Nothing but the pictures may be dropped; the rest of the listing is to be written out exactly.

## RECORDS TO USE
——————————
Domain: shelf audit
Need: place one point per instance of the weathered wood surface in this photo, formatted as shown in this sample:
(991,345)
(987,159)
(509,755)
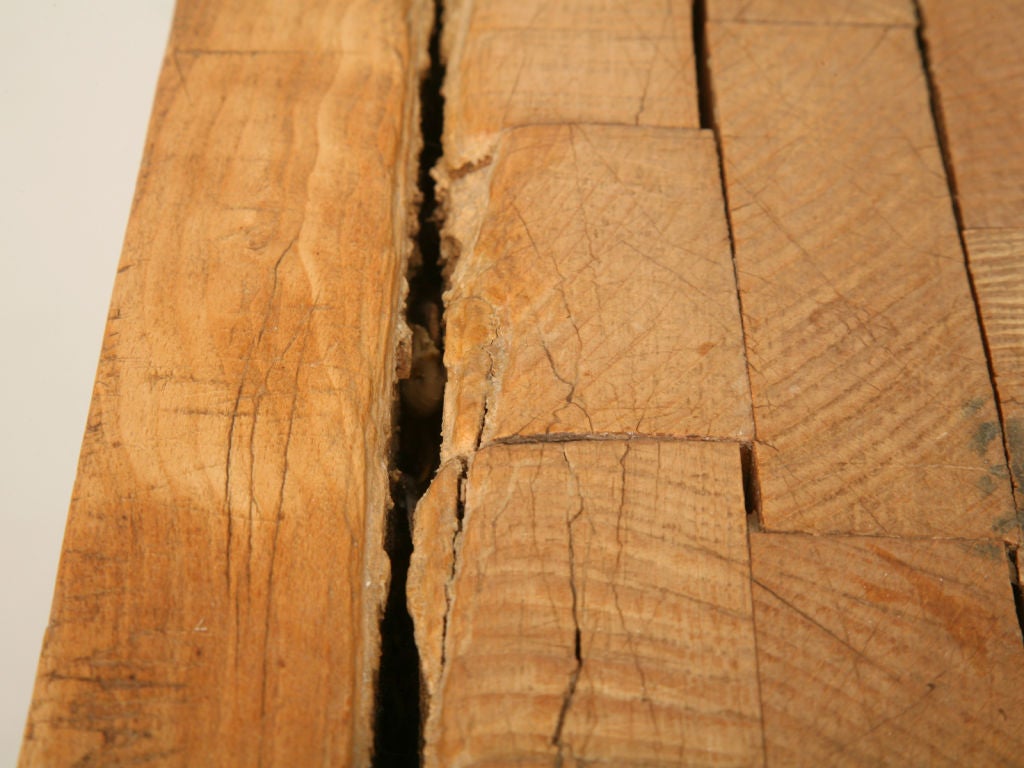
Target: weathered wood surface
(218,596)
(857,305)
(977,58)
(816,12)
(600,610)
(584,585)
(595,293)
(997,267)
(879,651)
(530,61)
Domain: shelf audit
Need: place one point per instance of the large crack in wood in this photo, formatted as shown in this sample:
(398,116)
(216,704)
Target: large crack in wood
(397,728)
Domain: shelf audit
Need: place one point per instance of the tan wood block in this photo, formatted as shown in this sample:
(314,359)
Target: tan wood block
(886,652)
(871,398)
(997,268)
(515,62)
(889,12)
(436,526)
(976,51)
(593,291)
(600,610)
(223,570)
(297,27)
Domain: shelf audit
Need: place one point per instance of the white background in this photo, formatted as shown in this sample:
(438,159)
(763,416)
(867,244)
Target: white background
(77,80)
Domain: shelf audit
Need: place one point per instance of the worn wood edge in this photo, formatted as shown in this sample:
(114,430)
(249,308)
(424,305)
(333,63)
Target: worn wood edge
(406,199)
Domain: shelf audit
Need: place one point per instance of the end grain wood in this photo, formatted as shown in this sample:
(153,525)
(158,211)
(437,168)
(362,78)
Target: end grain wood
(600,610)
(976,51)
(886,652)
(514,62)
(222,571)
(997,267)
(594,292)
(870,389)
(887,12)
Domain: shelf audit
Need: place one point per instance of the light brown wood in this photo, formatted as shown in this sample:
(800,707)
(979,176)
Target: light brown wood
(516,62)
(635,550)
(435,529)
(976,51)
(222,570)
(997,267)
(594,293)
(889,12)
(871,399)
(877,651)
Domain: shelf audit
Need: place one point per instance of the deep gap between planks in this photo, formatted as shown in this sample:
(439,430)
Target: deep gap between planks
(417,440)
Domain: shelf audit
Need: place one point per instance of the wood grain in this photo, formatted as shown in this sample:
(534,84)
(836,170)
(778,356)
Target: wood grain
(977,59)
(594,292)
(600,610)
(516,62)
(887,652)
(870,390)
(888,12)
(222,571)
(997,268)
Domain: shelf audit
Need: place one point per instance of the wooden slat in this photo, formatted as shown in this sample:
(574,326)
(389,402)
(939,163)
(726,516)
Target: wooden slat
(600,610)
(531,61)
(976,51)
(222,571)
(880,652)
(871,398)
(997,267)
(595,291)
(890,12)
——————————
## REPLY TO THE TASK
Domain: shelf audit
Need: place one point per instance of the weathered wood surface in this photo, formatted as shown in this sample:
(991,345)
(987,159)
(509,755)
Target: weathered wood surface
(218,596)
(857,305)
(977,58)
(816,12)
(600,610)
(584,585)
(595,293)
(997,267)
(879,651)
(530,61)
Domain: shelf audit
Need: place one point per instance of the large crack in wood in this photo, formatted as shown in this sample:
(398,116)
(216,704)
Target: large crack in wood
(397,728)
Domain: shelf audit
Need: place one point per instance of the tan wood block in this photo, formatted as shown in this sample:
(314,359)
Target: tan wood block
(886,652)
(871,398)
(997,268)
(515,62)
(889,12)
(436,526)
(976,51)
(593,291)
(600,610)
(223,570)
(297,27)
Domain: shelf audit
Need: place one point per instance of the white background in this photo, formatted as shown in this sample:
(438,159)
(763,416)
(867,244)
Target: white background
(77,80)
Domain: shelf audit
Need: place one point per instance of the worn wood edge in this photo, formatted as shown in this sample:
(114,430)
(249,308)
(424,305)
(333,63)
Target: worn wood edge
(406,199)
Domain: shelf audit
Need: place one point per instance of the end grain wood in this photo, formatted as shown in this sample:
(153,525)
(158,211)
(437,168)
(362,78)
Target: end grain wood
(600,610)
(976,51)
(886,652)
(514,62)
(222,571)
(997,267)
(594,292)
(870,389)
(887,12)
Domain: shelf audit
Need: place one point per instance of the light brown wood in this photo, formatted as shown in this sample:
(800,707)
(979,176)
Target: light brown wood
(516,62)
(635,550)
(435,529)
(976,51)
(222,570)
(997,267)
(594,293)
(889,12)
(871,399)
(877,651)
Domain: shelf audit
Need: place one point per instance of the deep gap between planks in this photo, formatted as shown in this sample:
(439,430)
Target: deep gap between planks
(417,440)
Domain: shelf audit
Need: place one point per instance of the wood grain in this photo, formatted as shown in this sample:
(534,84)
(836,170)
(778,356)
Target: wood grain
(977,59)
(594,292)
(600,610)
(516,62)
(887,652)
(870,390)
(888,12)
(222,571)
(997,268)
Domain: shelf audit
Need: place one point per instance of the wooden slat in this photo, formatted as shown in this sample:
(574,326)
(389,402)
(939,163)
(726,516)
Target: wooden slat
(600,610)
(531,61)
(976,51)
(222,571)
(880,652)
(871,398)
(997,267)
(595,291)
(890,12)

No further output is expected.